- PROBLEM TO SOLVE:
Among the lines below, keep only those from the one containing "Target: black face mask" through the one containing "Mark the health", and reproduce them exactly.

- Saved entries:
------------------------

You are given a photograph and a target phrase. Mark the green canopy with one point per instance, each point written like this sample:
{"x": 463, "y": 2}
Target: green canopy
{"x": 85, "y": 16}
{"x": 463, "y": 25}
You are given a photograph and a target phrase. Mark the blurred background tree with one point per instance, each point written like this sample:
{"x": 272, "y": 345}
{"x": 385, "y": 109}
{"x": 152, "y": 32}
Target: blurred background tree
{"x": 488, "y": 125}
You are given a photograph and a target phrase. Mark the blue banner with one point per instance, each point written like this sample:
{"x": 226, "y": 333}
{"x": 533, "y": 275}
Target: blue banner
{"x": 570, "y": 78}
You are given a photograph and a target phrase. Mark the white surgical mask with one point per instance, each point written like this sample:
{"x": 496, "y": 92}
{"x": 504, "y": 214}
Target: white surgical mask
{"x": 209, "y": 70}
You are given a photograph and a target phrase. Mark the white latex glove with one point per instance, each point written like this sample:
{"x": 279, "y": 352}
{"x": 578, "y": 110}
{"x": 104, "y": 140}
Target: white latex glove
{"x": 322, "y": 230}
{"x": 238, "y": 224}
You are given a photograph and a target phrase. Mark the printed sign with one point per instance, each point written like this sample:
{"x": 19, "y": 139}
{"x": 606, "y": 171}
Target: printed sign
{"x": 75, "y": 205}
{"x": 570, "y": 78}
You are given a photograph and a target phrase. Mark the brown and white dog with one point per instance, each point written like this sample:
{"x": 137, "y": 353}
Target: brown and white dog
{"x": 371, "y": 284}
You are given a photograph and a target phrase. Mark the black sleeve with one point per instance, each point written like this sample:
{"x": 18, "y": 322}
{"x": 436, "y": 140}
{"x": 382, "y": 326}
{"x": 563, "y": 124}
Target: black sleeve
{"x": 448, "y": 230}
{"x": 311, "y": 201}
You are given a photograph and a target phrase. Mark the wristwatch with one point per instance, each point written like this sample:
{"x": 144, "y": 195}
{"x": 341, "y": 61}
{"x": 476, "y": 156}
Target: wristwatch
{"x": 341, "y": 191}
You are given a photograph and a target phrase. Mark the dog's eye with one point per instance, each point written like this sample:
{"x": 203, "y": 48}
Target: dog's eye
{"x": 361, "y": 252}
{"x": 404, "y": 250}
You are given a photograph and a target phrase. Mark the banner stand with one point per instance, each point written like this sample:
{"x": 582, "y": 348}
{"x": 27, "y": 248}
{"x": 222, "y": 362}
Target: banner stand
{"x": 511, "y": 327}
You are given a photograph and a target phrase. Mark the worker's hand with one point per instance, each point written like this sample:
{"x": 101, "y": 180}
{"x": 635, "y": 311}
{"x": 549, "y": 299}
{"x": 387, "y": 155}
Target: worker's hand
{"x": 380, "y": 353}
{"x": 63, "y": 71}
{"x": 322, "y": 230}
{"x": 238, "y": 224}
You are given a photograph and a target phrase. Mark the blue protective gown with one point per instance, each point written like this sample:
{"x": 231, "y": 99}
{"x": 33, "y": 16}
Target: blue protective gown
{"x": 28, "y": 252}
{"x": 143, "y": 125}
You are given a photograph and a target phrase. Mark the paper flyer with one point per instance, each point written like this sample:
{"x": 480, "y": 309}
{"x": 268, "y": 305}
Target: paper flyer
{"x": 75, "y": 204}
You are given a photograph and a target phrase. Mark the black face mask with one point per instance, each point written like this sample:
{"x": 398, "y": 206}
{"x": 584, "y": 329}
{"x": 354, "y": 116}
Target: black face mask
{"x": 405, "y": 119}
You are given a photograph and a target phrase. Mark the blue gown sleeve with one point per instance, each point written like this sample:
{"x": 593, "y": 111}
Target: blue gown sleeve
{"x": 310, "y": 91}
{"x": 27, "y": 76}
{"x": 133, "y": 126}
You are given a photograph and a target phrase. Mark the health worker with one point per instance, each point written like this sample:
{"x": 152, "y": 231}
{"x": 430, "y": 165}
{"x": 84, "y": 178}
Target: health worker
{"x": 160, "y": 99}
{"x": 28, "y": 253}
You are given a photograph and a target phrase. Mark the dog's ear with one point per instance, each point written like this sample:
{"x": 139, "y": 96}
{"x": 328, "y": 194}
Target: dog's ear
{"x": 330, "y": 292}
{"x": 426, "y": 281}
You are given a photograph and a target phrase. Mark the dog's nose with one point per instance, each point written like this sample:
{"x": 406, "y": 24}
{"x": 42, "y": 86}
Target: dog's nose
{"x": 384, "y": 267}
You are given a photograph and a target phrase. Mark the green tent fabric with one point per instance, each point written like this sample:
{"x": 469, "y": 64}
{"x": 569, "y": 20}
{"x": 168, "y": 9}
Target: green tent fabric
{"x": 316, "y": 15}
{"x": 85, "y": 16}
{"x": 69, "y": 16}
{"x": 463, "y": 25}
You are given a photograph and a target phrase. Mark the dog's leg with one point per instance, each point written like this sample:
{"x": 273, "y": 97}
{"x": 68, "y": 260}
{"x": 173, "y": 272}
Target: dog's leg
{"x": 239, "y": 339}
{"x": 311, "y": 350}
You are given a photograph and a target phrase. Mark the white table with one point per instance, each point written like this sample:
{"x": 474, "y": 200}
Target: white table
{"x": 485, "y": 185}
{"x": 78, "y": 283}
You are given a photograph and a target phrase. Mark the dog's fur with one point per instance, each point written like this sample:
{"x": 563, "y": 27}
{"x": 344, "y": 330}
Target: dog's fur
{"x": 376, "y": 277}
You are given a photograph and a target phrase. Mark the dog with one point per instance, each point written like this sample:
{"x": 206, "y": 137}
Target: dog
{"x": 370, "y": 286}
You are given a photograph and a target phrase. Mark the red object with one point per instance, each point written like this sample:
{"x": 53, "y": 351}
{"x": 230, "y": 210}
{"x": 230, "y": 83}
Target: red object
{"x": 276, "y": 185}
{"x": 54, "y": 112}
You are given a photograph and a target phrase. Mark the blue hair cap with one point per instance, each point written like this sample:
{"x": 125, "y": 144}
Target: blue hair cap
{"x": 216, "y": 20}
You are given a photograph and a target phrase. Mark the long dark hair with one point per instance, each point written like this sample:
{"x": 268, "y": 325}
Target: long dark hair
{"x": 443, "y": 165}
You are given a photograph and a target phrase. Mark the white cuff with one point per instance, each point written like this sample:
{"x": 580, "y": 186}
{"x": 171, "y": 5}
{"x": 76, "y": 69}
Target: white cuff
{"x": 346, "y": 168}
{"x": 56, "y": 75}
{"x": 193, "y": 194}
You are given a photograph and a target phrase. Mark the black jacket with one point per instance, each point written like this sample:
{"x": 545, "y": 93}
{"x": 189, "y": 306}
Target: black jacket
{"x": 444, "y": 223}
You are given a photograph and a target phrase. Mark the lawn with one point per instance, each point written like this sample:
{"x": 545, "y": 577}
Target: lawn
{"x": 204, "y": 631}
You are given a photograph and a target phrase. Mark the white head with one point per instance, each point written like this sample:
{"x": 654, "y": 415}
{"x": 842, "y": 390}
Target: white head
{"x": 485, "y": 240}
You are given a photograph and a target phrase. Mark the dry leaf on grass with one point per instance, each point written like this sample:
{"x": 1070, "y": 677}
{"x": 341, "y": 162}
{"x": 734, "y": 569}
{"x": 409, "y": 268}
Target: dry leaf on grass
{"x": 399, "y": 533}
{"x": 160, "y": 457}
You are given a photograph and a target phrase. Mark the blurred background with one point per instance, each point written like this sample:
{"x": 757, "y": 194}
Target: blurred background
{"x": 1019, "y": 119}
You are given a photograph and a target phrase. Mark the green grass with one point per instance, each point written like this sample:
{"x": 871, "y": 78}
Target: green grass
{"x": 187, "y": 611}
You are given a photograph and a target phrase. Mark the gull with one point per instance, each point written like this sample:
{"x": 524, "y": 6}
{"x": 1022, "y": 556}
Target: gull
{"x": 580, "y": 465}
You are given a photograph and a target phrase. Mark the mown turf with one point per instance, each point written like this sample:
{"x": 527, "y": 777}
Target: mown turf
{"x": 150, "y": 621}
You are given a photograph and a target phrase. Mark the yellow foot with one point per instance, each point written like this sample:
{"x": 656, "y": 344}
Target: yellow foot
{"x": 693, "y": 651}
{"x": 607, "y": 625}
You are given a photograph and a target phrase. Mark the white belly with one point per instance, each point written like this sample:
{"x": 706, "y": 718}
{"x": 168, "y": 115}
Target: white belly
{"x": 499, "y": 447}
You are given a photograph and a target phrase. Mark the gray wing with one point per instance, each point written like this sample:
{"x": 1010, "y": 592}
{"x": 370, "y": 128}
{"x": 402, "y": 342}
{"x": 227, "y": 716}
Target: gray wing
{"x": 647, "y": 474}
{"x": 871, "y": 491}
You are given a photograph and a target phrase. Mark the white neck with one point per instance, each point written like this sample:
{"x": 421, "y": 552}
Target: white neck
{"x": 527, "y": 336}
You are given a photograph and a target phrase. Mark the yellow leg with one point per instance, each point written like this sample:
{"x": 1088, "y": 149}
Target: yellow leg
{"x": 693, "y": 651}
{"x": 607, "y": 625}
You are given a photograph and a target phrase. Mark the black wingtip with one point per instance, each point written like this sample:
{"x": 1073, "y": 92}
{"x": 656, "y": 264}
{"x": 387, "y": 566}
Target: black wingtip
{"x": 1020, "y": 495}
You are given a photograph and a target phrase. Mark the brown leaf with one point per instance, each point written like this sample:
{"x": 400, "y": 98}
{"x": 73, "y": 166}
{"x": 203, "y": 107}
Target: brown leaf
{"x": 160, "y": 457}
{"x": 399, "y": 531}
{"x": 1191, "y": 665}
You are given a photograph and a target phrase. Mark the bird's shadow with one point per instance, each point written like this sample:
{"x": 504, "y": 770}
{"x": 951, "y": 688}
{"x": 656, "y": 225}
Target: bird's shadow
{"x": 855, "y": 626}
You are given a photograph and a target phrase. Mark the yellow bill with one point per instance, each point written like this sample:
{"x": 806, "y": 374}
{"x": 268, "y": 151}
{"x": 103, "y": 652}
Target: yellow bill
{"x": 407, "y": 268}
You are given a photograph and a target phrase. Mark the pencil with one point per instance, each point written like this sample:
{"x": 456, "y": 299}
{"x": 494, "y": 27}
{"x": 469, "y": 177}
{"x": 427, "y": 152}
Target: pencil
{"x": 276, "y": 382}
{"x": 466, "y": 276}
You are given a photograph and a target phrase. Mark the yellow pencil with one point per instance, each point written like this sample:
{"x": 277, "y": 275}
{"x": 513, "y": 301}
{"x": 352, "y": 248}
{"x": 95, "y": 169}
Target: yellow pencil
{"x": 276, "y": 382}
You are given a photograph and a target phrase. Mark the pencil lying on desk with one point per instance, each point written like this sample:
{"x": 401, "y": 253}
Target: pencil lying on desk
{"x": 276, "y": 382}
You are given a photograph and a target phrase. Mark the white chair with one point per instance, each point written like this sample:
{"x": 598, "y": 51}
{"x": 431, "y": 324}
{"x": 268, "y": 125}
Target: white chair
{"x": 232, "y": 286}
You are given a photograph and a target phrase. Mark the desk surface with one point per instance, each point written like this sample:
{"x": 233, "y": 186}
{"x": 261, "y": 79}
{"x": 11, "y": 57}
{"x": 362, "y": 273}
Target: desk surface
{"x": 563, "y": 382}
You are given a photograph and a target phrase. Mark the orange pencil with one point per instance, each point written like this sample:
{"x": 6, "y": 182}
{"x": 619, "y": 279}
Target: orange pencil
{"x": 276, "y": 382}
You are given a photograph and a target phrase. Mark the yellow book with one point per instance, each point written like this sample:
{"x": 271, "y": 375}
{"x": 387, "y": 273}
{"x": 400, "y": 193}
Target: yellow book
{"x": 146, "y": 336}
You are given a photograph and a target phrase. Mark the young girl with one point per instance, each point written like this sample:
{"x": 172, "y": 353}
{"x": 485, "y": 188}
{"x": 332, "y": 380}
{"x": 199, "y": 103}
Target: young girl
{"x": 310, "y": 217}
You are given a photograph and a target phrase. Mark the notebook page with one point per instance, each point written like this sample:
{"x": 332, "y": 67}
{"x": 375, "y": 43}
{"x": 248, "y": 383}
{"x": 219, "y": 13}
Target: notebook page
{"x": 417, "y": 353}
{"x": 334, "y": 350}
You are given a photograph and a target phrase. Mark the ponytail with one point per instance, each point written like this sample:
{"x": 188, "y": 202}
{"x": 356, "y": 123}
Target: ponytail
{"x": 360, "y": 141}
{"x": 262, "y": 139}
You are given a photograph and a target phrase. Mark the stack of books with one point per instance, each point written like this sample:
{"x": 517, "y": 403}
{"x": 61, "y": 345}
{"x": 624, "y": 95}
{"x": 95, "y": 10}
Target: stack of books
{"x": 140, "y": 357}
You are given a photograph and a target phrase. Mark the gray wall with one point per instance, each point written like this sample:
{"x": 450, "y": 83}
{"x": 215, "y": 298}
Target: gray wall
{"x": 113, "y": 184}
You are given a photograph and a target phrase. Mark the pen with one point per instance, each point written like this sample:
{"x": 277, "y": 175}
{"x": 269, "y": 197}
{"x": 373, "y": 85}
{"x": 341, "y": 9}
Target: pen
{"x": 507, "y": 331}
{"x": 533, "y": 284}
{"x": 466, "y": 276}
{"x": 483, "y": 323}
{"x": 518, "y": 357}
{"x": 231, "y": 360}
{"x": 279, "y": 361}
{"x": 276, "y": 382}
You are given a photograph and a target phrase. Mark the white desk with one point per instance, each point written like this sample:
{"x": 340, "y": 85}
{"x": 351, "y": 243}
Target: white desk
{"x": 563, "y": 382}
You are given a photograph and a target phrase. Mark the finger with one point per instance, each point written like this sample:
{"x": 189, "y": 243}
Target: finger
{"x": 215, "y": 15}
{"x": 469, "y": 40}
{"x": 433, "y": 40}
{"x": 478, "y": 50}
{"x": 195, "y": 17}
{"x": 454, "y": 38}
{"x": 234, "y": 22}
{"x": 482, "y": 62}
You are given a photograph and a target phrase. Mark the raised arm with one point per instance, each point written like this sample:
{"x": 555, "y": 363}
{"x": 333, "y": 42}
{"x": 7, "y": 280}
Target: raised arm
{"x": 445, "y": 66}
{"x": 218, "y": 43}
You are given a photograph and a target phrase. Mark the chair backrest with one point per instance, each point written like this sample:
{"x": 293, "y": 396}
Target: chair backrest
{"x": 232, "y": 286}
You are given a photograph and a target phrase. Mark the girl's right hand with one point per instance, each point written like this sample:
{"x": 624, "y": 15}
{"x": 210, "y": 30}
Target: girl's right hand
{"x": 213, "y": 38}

------------------------

- EXERCISE RESPONSE:
Target: black face mask
{"x": 405, "y": 119}
You are given a photograph and a target phrase. Mark the blue gown sleeve with one point per instance, each point written like this sample:
{"x": 593, "y": 111}
Target: blue gown sleeve
{"x": 310, "y": 91}
{"x": 27, "y": 76}
{"x": 133, "y": 126}
You are given a photograph and a target phrase. Mark the health worker with one point per instance, each point written like this sample:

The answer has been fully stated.